Problem description
Repeat the records exactly, with one exception: no images.

[Point-per-instance localization data]

=== Section Start ===

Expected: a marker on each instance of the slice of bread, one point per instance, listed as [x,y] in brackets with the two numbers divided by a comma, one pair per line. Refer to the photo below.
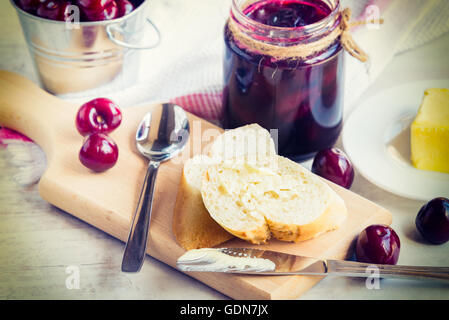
[192,225]
[273,195]
[248,141]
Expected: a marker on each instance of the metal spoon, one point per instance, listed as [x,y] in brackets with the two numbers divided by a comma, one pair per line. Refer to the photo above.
[162,134]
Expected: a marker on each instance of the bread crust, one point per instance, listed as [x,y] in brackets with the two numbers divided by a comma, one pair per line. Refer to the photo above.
[331,218]
[192,225]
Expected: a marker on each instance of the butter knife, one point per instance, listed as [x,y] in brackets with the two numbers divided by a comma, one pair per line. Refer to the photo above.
[266,262]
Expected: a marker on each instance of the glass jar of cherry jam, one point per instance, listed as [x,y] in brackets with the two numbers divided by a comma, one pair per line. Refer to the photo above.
[280,72]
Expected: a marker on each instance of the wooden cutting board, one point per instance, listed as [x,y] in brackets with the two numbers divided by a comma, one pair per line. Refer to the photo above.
[107,200]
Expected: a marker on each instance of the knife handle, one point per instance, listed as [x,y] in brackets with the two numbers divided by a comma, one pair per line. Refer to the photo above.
[358,269]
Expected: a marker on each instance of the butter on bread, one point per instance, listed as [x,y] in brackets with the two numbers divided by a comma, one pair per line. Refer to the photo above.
[430,132]
[192,225]
[273,196]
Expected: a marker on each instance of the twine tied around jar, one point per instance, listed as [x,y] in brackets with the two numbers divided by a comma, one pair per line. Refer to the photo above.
[305,50]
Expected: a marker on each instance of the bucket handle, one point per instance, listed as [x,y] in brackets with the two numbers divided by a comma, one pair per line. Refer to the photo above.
[114,27]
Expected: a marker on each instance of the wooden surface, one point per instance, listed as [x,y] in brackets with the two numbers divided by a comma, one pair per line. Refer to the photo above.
[107,200]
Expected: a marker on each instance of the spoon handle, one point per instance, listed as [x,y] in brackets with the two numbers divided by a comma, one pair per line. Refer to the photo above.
[137,241]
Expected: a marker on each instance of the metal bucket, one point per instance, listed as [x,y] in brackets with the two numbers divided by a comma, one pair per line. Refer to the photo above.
[71,58]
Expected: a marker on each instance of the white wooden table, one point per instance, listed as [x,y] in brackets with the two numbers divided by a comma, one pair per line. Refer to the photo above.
[42,248]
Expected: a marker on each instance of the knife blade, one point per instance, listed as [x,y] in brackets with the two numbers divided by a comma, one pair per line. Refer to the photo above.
[267,262]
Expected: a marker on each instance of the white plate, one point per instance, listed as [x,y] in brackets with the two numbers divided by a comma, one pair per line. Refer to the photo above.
[376,139]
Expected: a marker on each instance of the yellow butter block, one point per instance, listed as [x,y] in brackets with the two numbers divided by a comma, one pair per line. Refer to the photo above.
[430,132]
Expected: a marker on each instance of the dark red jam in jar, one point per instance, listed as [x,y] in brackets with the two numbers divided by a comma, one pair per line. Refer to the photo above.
[282,72]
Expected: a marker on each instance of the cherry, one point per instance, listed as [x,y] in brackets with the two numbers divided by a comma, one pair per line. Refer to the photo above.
[124,7]
[333,164]
[378,244]
[100,115]
[432,220]
[99,152]
[93,5]
[54,10]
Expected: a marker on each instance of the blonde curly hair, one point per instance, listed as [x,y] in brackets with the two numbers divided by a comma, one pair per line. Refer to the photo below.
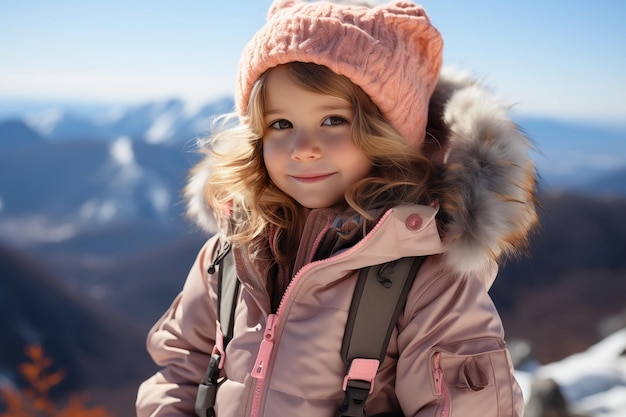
[245,201]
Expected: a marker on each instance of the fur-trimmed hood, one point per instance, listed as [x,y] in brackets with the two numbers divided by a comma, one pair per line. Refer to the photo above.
[488,185]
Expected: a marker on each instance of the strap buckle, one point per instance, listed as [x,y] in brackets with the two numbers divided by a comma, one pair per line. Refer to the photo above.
[358,385]
[207,390]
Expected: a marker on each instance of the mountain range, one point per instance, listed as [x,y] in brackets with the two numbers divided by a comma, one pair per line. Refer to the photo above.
[94,244]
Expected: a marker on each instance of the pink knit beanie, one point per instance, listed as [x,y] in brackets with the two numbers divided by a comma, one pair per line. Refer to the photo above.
[391,51]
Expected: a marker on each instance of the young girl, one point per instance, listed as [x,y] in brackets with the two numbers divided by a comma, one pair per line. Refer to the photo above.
[351,150]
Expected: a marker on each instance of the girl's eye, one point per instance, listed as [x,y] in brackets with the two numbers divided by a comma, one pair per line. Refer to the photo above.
[334,121]
[281,124]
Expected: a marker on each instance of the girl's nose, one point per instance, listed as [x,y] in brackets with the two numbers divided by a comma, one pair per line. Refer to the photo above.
[306,147]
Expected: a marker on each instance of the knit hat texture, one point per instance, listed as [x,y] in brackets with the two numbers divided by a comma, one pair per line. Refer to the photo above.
[391,51]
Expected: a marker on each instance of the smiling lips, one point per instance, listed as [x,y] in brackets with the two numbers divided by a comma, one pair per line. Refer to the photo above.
[311,178]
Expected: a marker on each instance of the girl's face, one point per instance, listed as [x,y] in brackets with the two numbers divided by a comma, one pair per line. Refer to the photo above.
[307,144]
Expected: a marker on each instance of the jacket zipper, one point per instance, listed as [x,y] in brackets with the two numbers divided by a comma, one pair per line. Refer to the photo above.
[261,364]
[441,389]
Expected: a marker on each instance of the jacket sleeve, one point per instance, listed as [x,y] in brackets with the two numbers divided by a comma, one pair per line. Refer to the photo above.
[452,358]
[181,343]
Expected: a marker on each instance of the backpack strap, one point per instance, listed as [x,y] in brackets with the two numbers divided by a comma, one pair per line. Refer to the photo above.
[227,291]
[379,297]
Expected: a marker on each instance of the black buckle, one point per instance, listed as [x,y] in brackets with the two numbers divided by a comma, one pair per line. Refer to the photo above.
[353,405]
[207,390]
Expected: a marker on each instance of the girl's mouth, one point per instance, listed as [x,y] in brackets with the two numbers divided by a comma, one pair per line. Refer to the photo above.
[311,178]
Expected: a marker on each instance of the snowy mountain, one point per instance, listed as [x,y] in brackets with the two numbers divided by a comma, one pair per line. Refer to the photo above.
[591,383]
[170,121]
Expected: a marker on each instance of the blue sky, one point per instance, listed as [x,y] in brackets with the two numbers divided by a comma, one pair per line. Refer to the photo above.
[564,59]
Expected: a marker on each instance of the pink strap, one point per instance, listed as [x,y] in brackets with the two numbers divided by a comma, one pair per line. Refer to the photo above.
[363,370]
[219,345]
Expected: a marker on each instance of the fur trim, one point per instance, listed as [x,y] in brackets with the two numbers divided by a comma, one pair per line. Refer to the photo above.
[488,182]
[489,178]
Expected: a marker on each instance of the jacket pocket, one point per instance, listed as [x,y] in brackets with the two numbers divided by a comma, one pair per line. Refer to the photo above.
[475,378]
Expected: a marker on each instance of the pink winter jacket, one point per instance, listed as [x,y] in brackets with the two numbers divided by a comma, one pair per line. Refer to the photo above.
[447,355]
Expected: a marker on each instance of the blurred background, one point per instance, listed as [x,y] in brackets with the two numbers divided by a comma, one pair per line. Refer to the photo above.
[101,104]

=== Section End ===

Reply
Expected: a marker on each instance of the slice of bread, one point per instance, listed as [x,y] in brackets with the two numbers divided by a comma, one pair per line. Refer to the photo below.
[192,225]
[273,195]
[248,141]
Expected: a marker on each instance of the metal spoon, one point per instance, listed as [x,y] in brackets with the two numbers divided by a comma, one pair per line. Refer to the photo above.
[162,134]
Expected: a marker on each instance of the bread crust, one point per instance, listed as [x,y] in brackets with the two numbers divided by a comma, one pair per line. Refer to the photo above.
[331,218]
[192,225]
Expected: a marker on each instance of the butter knife, one point per instance, listed as [x,y] in brackets with the two numbers divided by a comma, one pair per line. Refer to the photo above.
[266,262]
Expected: a marker on each instance of the glass jar of cherry jam, one point per instance, listed as [x,y] in brackets with the two numbers divided by a comma, one pair per line. Refer to the photo above.
[280,72]
Expected: a marker on each instance of the wooden cutting board, one point per instance, listed as [x,y] in brackets with the two numbers divided by a comma, one pair per line. Refer to the photo above.
[107,200]
Expected: a marker on each instance of the knife handle, one point per instance, listed as [x,y] in brackets with the two numbers divided by a comma, one pair per line. Refer to the photo above.
[358,269]
Expected: a marker on each instance of the butter on bread, one point per instance, listed as [x,y] in brackets with the two numbers divided by a comma, one pair per line. Refer to the photo above.
[430,132]
[192,225]
[273,196]
Expected: a marker on each instance of the twine tied around jar, one point per instance, listed as [x,y] in brackets with the two numbers divided by a comma, one pair per line. Refer to the photo above.
[305,50]
Expected: a marker on each instance of the bucket handle, one point per instance, listed as [x,y] in brackets with the two numbers divided by a comma, one pair per line. Refer to the photo above.
[114,27]
Expected: a marker on each instance of the wooden surface, one point per instance, listed as [x,y] in brackets with the two numbers divided by a comma, one pair per line. Refer to the photo above.
[107,200]
Expected: a marker on each instance of the spoon handle, one point per instance, listed as [x,y] in brackets with the two numbers divided by a comma, one pair per line. Refer to the photo above.
[137,241]
Expected: a marker on each instance of the metal bucket, one point per instance, listed as [x,y] in brackets with the two numbers divided by a comma, one pair per line. Refer to the photo above.
[71,58]
Expected: a marker on each instance of the white wooden table, one point per instance, listed as [x,y] in brackets with the two numbers divided by a comma, one pair per line. Refer to the photo above.
[42,248]
Expected: a marker on each instance of the knife blade, one point per instance, listed as [x,y] in brackets with the two numbers divided by a comma, one pair per line. Refer to the photo above.
[267,262]
Expected: a marker on each instance of the white plate, one point per instance, listed as [x,y] in brackets with the two numbers divided by a comma, one pair per line. Refer to the photo above.
[376,139]
Expected: a marker on each instance of the yellow butter block, one point per instance, listed as [x,y] in brackets with the two numbers divided by a comma, one pair per line. Refer to the photo above.
[430,132]
Expected: a marker on each instance of the dark red jam in jar, one point per instance, listed as [x,y] in brackets with the two numbers divided by a comma, one pair per line. Refer to the photo above.
[282,72]
Expected: a marker on each instance of the cherry, one point per instance, listed as [x,y] in brackets with the two numbers divided by a comma, one pair per line. Refer to the photo above.
[124,7]
[333,164]
[378,244]
[100,115]
[432,220]
[99,152]
[93,5]
[54,10]
Expected: a marker on each instance of the blonde curly hair, one point per instance, listed as [x,y] in brackets with the two numbers divided by a comma, one pair per line. Refer to the photo below.
[245,201]
Expected: a marker on each instance of the fur-trimmed hood, one point per instance, listed as [x,y] in brackets with the two numbers divided by a comma, one pair per line. Refer to the photo above.
[488,185]
Expected: a marker on each instance of the strap buckle, one point per instance, listed as [x,y] in brackets with the two numbers divided by a comma, one pair per line. Refer to the photo above.
[358,385]
[207,390]
Expected: a marker on each instance of the mountain range, one point per instance, listed as [x,y] in brackets with the two numbers divided by a comma, one pair per line. Refer to the photo above.
[94,244]
Expected: a marker on each instance of the pink knit beanie, one point per instance, listed as [x,y] in brackets with the two numbers divided by a comma, one pair per line. Refer to the photo above.
[391,51]
Expected: a marker on each instance of the young girl, one point per instance, listed as [x,y] in brackets with the two numbers divided by a comma, one pair per line. Refer to the photo above.
[351,150]
Expected: a marker on each instance of the girl's eye, one point per instance, listed as [x,y] in brackets with the two numbers divided by a comma, one pair per line. Refer to the photo above.
[334,121]
[281,124]
Expected: a marker on each instance of the girl's nose, one point per instance, listed as [x,y] in brackets with the two numbers divided by a comma, one pair per line. Refer to the photo above.
[306,147]
Expected: a marker on each instance of the knit hat texture, one point per instance, listed as [x,y] in brackets with the two numbers divided by a comma, one pair per line. Refer to the photo above.
[391,51]
Expected: a marker on each instance of the smiling lips, one point per instance, listed as [x,y] in brackets with the two numbers divided by a comma, one pair per line. Refer to the photo above.
[311,178]
Expected: a marker on each instance of the girl's face, one point per instance, listed as [x,y] in brackets with the two numbers divided by a comma, one pair per line. Refer to the photo above.
[307,144]
Expected: a marker on each instance of the jacket zipper, one point per instance, listed as [x,y] in brackets with the two numbers divided by a comma, one pair per line. Refer to the photo above.
[261,364]
[441,389]
Expected: a marker on each instance of the jacket sleeve, one point per instance, listed as [x,y] in brackets with the two numbers divided by a comma, one pair per line. Refer to the photo above.
[452,358]
[181,343]
Expected: a marker on each instance of the backpack strap, one point per instance, listed as [x,y] in brackets with the two numbers divided by a comma, one pair per line. Refer to the photo above.
[227,291]
[379,297]
Expected: a marker on each instance of the black buckle, one point per instance, listed as [x,y] in brackets with the two numbers divided by a comma, one pair per line. Refer to the photo above.
[353,405]
[207,390]
Expected: a marker on each instance of the girl's mouth, one point per instance, listed as [x,y] in brackets with the two numbers divided by a comma, one pair per line. Refer to the photo above.
[311,178]
Expected: a marker on each instance of the snowy mountain, one point per instance, listed as [x,y] in brackets with the two numbers divided by a comma, one pair per line. Refer to the photo above.
[591,383]
[170,121]
Expected: a marker on each instance of the blue sky, one point per instance, listed as [x,y] in brackets with the two numbers divided by a comma, one pair per line. Refer to the photo above.
[564,59]
Expected: a marker on each instance of the pink strap, one point per instance, listed as [x,y] in brackets with the two numbers divided by a comma, one pair per line. Refer to the photo above.
[363,370]
[219,345]
Expected: a marker on each instance of the fur trim, one point per instance, listed as [x,y] in brackets with the two numbers divided by a comma, one pair per line. Refer to the photo above.
[488,182]
[489,178]
Expected: a marker on each instance of the jacket pocket, one point per instance, listed as [x,y] in brackets with the two numbers divided by a comma, one pair per line. Refer to the photo above.
[475,378]
Expected: a marker on each instance of the pink winter jacket, one point per instance, listed as [x,y] in brackets with the two numbers divided by a comma, one pair per line. Refer to the photo above.
[447,355]
Expected: a marker on each instance of the blurred background, one point per instance, listed as [x,y] in brackets with the two numbers divided by a comma, one pair per line. Refer to the photo above.
[101,104]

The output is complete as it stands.